--- Extracted information ---
▼
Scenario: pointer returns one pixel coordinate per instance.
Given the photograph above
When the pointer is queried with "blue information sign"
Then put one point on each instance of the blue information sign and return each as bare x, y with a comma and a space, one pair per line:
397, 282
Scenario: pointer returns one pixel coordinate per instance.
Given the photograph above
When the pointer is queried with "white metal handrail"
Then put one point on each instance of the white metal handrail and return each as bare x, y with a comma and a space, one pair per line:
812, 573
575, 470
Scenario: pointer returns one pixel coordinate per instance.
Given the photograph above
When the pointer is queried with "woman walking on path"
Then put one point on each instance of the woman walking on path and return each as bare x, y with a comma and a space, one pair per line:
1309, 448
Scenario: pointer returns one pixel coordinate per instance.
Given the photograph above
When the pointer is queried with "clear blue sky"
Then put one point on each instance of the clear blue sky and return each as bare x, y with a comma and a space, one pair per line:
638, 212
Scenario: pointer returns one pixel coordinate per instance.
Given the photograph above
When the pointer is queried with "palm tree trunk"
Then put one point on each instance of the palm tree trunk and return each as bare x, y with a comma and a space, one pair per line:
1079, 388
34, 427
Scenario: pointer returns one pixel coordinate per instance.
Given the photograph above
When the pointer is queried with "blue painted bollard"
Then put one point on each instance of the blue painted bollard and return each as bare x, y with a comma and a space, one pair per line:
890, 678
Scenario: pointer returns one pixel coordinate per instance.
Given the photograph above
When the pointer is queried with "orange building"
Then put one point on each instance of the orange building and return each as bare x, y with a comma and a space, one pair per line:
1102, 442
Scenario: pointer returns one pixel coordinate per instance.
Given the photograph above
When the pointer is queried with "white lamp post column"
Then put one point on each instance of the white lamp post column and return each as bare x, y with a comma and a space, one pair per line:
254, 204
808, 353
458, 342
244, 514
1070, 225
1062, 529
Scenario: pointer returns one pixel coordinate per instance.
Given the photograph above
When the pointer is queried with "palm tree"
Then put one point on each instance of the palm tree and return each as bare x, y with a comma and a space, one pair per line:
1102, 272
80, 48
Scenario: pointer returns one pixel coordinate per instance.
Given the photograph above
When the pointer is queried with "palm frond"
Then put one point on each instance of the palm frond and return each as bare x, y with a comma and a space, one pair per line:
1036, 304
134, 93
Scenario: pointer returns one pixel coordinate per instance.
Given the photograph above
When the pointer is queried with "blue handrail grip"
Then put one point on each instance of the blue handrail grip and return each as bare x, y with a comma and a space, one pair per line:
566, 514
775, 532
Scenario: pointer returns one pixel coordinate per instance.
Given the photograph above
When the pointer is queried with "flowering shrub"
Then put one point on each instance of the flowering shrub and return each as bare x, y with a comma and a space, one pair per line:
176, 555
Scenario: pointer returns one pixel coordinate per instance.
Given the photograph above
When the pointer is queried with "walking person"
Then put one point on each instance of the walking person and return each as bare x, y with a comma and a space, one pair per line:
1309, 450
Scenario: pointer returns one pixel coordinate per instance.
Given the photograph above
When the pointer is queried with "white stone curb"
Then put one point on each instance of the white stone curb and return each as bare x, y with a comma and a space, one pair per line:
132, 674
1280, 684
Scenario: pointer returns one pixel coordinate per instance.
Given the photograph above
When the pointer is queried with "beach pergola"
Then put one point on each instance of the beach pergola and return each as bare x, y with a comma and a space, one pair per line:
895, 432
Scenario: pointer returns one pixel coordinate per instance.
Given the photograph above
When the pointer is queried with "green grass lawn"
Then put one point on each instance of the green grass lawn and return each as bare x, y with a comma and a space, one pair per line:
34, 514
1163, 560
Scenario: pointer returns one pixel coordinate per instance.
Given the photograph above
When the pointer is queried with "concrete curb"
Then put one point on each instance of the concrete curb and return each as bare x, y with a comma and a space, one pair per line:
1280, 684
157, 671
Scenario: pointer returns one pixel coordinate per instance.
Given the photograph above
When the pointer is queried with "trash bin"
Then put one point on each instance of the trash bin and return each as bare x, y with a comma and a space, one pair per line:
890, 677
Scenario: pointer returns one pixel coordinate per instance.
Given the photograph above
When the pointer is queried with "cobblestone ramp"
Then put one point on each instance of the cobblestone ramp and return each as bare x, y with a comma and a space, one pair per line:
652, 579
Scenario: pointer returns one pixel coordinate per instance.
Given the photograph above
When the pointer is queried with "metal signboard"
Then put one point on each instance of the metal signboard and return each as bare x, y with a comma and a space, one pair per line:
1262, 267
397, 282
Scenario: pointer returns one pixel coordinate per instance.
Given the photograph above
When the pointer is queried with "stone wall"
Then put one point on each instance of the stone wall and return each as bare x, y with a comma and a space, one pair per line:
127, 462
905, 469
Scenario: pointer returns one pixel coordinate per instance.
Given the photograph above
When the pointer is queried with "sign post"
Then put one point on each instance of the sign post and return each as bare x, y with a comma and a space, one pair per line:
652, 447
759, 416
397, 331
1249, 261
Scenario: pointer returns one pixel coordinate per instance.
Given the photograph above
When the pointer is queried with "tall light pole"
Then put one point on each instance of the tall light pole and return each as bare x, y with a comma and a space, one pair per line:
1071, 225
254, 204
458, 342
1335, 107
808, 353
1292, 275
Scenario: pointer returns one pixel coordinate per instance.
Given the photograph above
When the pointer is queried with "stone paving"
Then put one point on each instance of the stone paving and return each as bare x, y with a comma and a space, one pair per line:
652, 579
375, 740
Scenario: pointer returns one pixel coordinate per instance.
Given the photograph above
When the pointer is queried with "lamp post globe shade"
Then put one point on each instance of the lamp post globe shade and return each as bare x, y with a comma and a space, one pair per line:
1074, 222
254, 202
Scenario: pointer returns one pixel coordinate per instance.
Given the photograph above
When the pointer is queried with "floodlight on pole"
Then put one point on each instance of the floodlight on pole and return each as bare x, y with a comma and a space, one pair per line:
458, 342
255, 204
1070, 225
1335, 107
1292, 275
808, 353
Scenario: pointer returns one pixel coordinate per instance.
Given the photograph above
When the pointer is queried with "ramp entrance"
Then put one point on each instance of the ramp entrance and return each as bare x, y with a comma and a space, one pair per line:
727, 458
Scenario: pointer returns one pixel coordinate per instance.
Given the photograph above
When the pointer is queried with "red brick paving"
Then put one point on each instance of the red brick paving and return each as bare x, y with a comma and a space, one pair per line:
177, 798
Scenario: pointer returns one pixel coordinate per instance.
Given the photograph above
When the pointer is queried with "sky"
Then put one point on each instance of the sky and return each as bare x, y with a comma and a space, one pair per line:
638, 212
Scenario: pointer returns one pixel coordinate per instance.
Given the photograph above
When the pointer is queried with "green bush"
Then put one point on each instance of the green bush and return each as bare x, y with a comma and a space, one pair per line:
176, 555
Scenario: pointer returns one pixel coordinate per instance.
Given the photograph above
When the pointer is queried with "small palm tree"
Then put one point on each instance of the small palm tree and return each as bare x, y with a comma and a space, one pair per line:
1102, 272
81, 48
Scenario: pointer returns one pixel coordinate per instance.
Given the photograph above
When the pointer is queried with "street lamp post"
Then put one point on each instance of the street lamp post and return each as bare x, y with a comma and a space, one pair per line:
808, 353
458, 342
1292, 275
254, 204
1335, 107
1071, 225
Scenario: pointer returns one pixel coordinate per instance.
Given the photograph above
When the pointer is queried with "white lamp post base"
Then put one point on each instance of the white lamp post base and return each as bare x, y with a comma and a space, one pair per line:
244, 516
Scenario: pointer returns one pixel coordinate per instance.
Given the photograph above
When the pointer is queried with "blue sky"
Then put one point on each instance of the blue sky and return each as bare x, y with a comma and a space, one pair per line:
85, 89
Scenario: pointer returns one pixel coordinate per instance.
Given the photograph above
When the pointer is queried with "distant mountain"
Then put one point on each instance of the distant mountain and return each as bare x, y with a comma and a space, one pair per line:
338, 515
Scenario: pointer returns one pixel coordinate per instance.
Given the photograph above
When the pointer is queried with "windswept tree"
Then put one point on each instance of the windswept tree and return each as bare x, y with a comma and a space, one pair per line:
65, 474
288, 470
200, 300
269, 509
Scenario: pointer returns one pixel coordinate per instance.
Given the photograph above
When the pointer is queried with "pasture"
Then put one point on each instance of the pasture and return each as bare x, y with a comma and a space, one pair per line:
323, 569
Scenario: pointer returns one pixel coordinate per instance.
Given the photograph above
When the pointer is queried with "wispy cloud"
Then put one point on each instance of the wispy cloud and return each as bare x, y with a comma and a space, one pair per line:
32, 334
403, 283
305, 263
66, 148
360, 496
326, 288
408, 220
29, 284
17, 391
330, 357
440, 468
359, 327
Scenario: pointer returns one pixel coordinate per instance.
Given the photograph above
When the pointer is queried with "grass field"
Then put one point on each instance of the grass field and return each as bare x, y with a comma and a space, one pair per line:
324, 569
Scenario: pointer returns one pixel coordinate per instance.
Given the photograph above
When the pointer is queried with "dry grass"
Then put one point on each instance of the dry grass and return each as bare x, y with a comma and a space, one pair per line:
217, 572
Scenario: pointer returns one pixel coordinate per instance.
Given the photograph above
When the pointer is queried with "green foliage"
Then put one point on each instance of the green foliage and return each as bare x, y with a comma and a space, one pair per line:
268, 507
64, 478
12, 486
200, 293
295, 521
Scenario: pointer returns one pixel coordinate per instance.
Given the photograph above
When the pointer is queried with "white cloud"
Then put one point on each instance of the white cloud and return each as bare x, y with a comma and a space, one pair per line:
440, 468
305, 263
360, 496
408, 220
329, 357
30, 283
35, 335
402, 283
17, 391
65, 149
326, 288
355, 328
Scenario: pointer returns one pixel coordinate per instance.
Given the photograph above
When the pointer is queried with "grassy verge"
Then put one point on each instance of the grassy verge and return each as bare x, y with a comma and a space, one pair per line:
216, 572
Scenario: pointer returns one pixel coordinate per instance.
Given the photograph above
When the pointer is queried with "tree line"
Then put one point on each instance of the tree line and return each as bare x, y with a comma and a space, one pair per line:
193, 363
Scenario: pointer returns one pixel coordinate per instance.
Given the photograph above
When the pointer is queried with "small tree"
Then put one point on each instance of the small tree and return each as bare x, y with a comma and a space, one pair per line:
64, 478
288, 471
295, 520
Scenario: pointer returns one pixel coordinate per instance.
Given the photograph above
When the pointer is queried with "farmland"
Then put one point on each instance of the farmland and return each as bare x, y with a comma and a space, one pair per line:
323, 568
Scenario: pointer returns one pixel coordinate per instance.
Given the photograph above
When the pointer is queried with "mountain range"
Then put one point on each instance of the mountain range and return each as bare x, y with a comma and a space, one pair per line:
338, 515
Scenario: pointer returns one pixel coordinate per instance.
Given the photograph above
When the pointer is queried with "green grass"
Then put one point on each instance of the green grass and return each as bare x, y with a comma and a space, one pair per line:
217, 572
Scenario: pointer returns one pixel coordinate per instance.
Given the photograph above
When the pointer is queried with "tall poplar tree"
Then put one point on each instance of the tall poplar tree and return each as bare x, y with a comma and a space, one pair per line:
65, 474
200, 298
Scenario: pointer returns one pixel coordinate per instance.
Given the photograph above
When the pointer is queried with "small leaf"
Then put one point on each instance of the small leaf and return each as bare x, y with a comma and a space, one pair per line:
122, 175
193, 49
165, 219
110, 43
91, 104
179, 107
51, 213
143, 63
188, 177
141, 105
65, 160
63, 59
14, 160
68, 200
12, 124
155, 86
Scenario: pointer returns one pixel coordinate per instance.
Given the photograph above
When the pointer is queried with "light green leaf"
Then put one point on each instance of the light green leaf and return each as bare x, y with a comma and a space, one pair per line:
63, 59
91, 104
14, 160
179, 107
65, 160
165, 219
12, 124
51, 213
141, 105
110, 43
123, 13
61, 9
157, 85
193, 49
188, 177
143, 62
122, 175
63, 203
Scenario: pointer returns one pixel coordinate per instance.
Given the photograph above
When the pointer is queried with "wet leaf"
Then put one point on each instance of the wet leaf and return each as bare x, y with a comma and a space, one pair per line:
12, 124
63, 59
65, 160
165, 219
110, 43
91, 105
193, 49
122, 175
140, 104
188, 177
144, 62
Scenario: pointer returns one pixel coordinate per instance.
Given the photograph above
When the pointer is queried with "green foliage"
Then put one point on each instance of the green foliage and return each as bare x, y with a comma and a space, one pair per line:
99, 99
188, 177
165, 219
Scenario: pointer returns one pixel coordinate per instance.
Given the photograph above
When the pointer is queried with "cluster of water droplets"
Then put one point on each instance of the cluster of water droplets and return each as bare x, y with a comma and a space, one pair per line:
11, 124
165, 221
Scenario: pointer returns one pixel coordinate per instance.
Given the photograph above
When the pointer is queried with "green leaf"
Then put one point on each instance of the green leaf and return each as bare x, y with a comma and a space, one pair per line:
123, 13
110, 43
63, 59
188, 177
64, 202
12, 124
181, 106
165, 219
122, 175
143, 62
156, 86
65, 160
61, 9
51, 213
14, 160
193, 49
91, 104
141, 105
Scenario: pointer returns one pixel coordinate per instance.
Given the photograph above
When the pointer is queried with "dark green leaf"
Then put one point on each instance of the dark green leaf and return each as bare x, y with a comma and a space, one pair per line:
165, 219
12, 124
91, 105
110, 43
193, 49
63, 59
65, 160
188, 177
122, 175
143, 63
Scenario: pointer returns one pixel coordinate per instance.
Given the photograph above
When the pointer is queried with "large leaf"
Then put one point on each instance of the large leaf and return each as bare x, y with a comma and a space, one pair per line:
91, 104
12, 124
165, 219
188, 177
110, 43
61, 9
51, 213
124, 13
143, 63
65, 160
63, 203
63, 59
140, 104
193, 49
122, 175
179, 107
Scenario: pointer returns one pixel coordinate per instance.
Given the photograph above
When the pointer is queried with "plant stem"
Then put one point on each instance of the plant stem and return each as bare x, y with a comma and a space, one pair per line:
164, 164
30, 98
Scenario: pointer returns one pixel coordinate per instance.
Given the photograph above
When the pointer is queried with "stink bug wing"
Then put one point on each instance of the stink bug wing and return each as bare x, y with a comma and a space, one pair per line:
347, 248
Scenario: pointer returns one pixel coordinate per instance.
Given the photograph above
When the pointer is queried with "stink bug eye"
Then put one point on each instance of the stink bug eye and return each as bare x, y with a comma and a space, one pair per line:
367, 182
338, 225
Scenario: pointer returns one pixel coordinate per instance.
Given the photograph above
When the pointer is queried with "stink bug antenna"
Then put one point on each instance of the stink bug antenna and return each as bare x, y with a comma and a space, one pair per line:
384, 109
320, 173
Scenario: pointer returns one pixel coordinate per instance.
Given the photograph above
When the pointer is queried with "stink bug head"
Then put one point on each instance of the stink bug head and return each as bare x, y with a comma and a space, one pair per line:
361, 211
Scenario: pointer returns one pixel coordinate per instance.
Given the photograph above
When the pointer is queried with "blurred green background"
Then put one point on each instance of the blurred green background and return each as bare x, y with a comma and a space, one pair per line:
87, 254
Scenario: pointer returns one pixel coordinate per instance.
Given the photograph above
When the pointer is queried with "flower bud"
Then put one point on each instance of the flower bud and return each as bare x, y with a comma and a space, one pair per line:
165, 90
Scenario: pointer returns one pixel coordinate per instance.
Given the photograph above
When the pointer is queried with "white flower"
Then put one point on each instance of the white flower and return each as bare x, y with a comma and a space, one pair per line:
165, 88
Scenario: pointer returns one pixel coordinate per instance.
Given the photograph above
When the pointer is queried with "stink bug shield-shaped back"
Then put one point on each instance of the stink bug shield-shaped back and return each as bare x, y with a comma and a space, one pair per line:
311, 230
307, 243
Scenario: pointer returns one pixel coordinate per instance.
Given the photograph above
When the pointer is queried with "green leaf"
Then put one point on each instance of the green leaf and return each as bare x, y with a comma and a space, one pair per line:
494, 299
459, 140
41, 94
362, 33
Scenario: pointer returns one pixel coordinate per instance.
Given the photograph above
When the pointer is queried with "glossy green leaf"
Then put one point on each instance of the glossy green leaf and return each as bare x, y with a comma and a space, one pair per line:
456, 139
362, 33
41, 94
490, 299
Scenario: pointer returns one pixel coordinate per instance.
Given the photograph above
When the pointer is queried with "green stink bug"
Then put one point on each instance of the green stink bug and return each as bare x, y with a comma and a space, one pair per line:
▲
--- Task item ---
Only the last part of the entries above is needed: please copy the line with "Then put one point on each instance of the flower bud" and each line after it exactly.

--- Result of this task ---
Then put one point on each instance of the flower bud and return each as bare x, y with a comma and a space, one pair per line:
165, 90
Scenario: pointer returns one pixel coordinate per instance.
Given the photograph above
When the pointer is queried with "white flower"
Then put one point on each instance of the white flower and return each as bare x, y with a comma and a space, one pair per line:
165, 88
Scenario: pointer returns one pixel coordinate per instance.
Given the photograph above
When the pointer is queried with "stink bug shield-shaped back"
Then put one point on each instance of the stink bug shield-shaped back and return each as bare x, y with a comma and a space, one pair per line:
311, 230
307, 243
Scenario: pointer returns one pixel coordinate per instance.
Given the photograph above
When the pointer is queried with "green leaf"
Then put one point on each instance of the green leaf and return each as bare x, y with a comma and a space, one pair per line:
494, 299
459, 140
41, 94
362, 33
Scenario: pointer returns one pixel coordinate per instance.
Given the photograph above
When the pointer is queried with "glossy green leaf"
Then put one point on each instance of the glossy green leaf and return each as bare x, y with a comma and a space, one pair per line:
456, 139
362, 33
41, 94
490, 299
Scenario: pointer returns one pixel coordinate per instance.
Given the photograph above
When the pointer is queried with "green stink bug"
Then put one point on each instance of the green stink bug and return each as bare x, y with a comma and a space, one pair per line:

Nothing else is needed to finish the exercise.